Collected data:
________

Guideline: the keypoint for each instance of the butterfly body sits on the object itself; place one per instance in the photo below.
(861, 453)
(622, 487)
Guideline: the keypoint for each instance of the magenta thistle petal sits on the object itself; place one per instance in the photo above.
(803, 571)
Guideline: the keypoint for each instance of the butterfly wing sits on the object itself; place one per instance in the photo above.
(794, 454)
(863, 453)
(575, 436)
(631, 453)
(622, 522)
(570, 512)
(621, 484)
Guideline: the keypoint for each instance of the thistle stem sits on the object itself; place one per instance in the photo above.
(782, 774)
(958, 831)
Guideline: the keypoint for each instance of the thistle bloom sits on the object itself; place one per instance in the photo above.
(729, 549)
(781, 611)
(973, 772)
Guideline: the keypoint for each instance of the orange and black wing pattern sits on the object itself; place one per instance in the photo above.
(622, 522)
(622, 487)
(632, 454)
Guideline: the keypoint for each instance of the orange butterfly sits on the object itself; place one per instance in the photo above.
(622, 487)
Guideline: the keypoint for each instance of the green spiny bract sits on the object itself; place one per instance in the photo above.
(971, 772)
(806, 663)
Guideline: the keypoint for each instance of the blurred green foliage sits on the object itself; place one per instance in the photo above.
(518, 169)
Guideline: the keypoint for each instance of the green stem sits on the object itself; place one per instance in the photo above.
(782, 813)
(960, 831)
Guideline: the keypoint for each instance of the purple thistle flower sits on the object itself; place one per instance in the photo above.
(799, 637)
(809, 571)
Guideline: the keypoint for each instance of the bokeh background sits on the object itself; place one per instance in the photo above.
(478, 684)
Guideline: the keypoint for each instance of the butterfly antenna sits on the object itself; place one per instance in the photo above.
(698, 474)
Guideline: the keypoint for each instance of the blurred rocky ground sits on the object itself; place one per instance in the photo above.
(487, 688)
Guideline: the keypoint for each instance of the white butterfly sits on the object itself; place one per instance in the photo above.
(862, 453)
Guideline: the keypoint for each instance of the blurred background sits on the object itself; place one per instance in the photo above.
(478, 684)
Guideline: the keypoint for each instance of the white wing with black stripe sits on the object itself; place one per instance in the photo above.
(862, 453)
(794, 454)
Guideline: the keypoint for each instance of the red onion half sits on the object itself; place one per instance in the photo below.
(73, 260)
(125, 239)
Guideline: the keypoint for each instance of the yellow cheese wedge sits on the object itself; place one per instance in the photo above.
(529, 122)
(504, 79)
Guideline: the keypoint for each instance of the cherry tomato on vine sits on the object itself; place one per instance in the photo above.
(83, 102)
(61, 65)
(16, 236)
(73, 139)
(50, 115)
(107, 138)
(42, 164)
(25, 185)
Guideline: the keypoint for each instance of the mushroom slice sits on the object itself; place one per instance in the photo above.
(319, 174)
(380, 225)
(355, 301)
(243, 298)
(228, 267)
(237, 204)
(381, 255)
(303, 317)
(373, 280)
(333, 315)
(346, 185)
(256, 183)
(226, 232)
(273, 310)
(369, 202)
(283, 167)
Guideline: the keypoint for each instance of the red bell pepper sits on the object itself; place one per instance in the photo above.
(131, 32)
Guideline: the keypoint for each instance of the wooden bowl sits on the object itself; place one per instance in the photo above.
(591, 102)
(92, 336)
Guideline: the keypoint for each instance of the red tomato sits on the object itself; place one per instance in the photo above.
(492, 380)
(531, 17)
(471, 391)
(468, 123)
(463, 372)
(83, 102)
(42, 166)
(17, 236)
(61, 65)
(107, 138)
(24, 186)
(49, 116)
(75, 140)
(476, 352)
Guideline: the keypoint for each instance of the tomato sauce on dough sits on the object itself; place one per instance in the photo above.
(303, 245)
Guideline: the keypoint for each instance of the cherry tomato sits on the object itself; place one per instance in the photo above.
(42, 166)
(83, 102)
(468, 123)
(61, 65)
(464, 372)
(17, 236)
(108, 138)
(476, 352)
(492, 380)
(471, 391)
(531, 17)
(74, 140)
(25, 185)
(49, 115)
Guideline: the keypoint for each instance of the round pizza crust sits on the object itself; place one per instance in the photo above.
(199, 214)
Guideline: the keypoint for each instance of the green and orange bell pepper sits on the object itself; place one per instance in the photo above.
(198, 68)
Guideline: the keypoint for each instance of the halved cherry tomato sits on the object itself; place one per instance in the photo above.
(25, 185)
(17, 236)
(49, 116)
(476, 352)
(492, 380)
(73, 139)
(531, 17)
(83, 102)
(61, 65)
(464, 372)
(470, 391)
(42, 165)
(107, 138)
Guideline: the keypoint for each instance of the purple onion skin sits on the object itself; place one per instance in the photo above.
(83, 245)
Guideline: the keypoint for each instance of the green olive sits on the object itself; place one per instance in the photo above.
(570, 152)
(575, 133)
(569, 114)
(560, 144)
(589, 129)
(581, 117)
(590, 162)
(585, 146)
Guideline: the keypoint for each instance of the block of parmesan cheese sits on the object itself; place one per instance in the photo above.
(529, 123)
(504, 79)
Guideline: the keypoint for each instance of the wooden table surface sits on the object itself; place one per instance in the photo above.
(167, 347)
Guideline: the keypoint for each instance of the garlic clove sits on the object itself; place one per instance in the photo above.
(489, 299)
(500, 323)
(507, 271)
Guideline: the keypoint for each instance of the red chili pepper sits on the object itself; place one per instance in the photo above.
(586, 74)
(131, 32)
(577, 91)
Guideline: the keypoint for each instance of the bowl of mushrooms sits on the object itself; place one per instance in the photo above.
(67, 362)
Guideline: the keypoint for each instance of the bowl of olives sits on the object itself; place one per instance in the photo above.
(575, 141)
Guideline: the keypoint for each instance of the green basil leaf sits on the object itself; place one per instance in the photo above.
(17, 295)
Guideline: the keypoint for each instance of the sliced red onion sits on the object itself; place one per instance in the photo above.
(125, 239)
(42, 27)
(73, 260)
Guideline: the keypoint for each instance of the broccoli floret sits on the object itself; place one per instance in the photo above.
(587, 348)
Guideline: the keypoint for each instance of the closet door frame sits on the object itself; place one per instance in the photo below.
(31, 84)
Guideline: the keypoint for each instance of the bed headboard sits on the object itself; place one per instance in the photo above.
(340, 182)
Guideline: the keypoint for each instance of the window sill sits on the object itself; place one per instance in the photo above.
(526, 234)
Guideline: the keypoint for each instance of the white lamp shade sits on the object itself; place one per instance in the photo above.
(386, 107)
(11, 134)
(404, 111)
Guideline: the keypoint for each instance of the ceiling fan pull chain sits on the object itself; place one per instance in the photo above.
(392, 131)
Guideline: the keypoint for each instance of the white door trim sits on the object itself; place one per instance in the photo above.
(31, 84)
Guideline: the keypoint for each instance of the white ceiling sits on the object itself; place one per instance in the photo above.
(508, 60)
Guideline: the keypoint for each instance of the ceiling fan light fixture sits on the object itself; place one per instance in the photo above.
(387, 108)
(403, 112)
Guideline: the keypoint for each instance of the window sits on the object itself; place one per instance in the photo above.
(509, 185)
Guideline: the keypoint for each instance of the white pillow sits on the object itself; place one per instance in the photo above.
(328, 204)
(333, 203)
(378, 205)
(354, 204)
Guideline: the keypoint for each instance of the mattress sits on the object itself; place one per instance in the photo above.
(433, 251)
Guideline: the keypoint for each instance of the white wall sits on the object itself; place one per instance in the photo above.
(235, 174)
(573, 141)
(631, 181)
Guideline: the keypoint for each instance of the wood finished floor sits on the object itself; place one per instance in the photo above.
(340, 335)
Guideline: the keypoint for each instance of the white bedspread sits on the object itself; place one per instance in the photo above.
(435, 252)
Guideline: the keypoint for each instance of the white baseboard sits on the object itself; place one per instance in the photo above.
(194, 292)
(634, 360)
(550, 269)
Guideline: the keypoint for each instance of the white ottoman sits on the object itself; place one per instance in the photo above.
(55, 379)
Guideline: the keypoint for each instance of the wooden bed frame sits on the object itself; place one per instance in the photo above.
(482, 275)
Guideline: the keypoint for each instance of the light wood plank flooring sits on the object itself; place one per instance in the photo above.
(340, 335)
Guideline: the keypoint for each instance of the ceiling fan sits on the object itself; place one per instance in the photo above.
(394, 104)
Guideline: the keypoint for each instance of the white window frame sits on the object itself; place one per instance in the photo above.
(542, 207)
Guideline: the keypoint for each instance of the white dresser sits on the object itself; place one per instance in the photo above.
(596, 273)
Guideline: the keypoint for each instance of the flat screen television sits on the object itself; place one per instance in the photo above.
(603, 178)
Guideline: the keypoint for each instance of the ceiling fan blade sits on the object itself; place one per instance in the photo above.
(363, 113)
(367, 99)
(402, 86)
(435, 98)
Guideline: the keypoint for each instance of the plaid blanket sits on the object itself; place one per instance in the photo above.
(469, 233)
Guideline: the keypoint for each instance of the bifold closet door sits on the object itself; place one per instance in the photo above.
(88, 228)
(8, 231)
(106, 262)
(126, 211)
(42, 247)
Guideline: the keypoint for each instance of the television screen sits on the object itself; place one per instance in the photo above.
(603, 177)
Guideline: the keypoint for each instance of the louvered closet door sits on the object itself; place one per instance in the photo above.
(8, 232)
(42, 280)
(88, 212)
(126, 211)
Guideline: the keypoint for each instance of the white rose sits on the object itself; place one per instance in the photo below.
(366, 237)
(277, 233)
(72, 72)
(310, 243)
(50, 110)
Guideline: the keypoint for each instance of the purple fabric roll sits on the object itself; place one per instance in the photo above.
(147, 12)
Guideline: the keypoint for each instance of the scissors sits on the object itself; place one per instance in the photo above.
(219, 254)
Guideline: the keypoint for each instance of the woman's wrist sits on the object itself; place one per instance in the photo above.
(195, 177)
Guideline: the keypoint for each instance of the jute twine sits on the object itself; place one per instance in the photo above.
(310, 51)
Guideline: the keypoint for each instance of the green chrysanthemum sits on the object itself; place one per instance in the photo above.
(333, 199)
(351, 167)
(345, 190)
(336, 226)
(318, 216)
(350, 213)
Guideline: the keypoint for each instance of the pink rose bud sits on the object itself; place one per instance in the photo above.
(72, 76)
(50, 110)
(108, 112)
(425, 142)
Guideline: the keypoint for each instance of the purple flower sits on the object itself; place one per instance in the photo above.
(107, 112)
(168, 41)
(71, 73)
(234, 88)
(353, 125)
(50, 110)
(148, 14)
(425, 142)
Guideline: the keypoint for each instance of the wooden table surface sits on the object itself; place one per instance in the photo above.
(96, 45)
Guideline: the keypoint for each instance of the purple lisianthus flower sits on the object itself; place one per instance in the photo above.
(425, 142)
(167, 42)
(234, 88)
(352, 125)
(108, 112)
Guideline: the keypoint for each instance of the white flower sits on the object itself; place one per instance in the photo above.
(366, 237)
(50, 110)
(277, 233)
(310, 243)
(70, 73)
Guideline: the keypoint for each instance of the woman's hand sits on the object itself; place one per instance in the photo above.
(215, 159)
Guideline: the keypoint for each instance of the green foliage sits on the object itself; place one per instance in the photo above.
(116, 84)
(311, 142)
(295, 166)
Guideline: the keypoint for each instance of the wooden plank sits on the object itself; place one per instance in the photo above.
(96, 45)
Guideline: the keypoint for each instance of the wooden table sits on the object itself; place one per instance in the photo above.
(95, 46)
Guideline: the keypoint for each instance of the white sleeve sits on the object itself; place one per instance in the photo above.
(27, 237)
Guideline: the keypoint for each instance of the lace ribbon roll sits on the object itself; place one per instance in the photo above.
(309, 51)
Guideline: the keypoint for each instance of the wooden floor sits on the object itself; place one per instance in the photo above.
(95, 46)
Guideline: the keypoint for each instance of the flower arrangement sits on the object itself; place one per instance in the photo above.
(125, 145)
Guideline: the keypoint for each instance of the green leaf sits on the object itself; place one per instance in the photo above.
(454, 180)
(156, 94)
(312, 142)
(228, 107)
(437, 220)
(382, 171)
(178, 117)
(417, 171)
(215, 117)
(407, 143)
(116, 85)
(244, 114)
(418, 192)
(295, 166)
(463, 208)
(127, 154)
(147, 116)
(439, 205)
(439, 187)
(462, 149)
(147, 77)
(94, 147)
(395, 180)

________

#### SET TASK
Recast the records from the line with "Guideline: the keypoint for each instance of the lace" through the end of the records as a two-column CSV, with columns named text and answer and one row per record. Put each record's text and its answer in single quoted fields, with any line breaks turned into spaces.

#### RESPONSE FOR THIS EXERCISE
text,answer
"Guideline: the keypoint for each instance of the lace ribbon roll sits on the object itself; place one per instance in the photo above.","(309, 51)"
"Guideline: the keypoint for each instance of the wooden floor sits on the object itself; place one per instance in the photo above.","(95, 46)"
"Guideline: the keypoint for each instance of the flower arrangement sits on the object itself; place one per instance in the photo above.","(125, 145)"
"Guideline: the keypoint for each instance of the green leaf sits on the object itself; place one per instance in the photo above.","(454, 180) (156, 94) (312, 142) (228, 107) (437, 220) (382, 171) (178, 117) (417, 171) (215, 117) (407, 143) (116, 85) (244, 114) (418, 192) (295, 166) (463, 208) (127, 154) (147, 116) (439, 205) (439, 187) (462, 149) (147, 77) (94, 147) (395, 180)"